- **Task material**
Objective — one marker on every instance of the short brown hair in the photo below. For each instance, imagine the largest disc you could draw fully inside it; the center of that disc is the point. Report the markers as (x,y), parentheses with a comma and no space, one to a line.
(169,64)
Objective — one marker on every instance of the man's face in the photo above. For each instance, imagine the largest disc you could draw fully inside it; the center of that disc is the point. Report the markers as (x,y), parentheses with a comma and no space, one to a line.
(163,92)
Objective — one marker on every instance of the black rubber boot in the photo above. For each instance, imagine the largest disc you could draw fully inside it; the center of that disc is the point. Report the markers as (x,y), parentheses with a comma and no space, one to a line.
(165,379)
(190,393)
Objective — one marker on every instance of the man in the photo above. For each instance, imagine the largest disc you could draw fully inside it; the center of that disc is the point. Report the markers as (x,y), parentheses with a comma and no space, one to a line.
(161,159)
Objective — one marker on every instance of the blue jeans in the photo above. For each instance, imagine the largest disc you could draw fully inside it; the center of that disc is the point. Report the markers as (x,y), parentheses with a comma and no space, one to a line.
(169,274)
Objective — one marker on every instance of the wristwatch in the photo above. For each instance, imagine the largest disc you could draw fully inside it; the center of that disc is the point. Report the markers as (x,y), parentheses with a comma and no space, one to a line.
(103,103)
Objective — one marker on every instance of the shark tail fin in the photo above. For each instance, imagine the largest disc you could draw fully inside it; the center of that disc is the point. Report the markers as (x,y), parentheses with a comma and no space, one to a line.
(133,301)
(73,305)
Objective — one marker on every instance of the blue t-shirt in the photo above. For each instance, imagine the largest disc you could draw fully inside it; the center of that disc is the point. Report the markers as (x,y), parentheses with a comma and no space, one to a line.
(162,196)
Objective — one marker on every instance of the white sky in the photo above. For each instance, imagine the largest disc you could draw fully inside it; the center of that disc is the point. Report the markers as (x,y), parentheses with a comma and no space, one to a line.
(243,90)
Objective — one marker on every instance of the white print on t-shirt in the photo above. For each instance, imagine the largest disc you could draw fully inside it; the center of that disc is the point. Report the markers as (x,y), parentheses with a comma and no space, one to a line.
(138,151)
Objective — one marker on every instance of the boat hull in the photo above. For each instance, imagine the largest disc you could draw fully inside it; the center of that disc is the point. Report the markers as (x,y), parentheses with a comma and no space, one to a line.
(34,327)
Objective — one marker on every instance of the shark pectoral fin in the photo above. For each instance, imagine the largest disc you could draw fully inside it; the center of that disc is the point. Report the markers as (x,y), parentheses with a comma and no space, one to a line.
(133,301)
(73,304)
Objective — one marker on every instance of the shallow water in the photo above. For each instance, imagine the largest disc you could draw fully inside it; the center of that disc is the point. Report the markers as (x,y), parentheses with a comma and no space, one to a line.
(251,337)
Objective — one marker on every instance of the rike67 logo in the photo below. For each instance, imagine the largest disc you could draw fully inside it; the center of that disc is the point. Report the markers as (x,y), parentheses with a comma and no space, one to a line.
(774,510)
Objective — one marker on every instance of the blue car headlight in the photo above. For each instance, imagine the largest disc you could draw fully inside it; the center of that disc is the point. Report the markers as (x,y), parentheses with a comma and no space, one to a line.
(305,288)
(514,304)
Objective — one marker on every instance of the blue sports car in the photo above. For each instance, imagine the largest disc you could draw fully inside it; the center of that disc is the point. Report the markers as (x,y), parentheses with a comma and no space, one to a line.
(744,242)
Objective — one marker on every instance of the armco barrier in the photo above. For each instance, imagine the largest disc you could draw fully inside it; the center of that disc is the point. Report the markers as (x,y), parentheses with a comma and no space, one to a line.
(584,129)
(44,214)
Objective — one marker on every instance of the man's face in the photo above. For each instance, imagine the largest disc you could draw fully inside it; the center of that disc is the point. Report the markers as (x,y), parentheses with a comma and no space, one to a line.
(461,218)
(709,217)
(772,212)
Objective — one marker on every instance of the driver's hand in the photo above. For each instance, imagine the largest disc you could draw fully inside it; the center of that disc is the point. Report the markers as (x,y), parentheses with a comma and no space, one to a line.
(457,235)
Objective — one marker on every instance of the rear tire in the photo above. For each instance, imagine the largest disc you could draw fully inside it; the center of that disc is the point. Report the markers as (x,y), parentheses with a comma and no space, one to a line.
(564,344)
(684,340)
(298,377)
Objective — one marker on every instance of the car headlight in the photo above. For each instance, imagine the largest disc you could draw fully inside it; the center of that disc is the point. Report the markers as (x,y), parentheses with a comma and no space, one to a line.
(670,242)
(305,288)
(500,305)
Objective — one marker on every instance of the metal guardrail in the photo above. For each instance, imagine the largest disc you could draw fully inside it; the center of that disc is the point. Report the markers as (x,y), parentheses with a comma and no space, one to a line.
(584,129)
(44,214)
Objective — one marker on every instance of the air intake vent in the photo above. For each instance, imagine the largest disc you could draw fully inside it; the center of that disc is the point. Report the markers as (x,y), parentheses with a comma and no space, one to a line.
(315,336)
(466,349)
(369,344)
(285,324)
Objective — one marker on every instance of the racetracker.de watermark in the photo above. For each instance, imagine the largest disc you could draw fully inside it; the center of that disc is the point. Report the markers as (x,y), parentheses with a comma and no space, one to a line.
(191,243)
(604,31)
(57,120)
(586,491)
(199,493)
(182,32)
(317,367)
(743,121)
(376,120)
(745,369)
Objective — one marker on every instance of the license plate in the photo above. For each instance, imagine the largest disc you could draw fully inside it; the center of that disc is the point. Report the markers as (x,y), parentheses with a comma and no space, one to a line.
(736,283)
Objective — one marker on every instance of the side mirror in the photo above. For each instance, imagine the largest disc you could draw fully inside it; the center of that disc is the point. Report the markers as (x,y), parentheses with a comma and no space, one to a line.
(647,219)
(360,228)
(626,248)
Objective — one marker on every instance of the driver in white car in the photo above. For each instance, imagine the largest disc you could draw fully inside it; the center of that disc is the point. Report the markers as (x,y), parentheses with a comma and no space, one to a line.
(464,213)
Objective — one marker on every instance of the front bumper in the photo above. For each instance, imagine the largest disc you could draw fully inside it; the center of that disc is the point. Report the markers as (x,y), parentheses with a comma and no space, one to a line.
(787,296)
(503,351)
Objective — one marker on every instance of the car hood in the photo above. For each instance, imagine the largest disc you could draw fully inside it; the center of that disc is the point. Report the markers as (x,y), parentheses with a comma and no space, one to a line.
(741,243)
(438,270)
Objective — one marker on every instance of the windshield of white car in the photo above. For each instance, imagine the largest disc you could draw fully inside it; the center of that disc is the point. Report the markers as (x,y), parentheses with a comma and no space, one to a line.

- **Your task**
Only the lines from the one containing "Objective — one marker on every instance of the license" through the end of the material should be reproduced, exactly, with both ends included.

- **Task solution**
Objective — one marker on every instance of the license plate in the photo above. For each instance, imagine the largest disc you could draw fully inside it; the center of that disc is the point. Report the markers as (x,y), parentheses with a comma and no space, one to a line.
(736,283)
Objective — one marker on every instance of the side mirror in the photo above. For each instance, imagine the largest disc you could draw fully inside it; the center of that disc is the point. Report the markers as (x,y), parentheses with a comma and no space, one to a line.
(647,219)
(360,228)
(626,248)
Objective — one marker on every instance of the driver in white car in the photo above. For each instance, imagine the largest disc you could draw fully inside it; the center of that disc is the point. Report the markers as (x,y), parentheses with a comma and no space, one to a line.
(464,213)
Objective — one marker on every instance of the front bumper in the photo above. For each instance, imagine the largest disc you could draw fully inside it; the center of that disc is the point. Report the markers as (x,y), parentheses with a comma and no space, one to a line.
(787,296)
(503,351)
Objective — one marker on every instance of the car hood in the photo above. For each instance, imagine the largest disc you could draw fully inside it; the center of that disc is the point. Report the markers as (x,y), parentheses with a comma and no space, one to a line.
(741,243)
(438,270)
Objective — one marker on every instance of the windshield of white car in the photo above. For each instance, imagine the largest disc you could draw fully inside it; the center of that disc is the point. Report the markers as (x,y), parentheses with a comma and no space, one to a line.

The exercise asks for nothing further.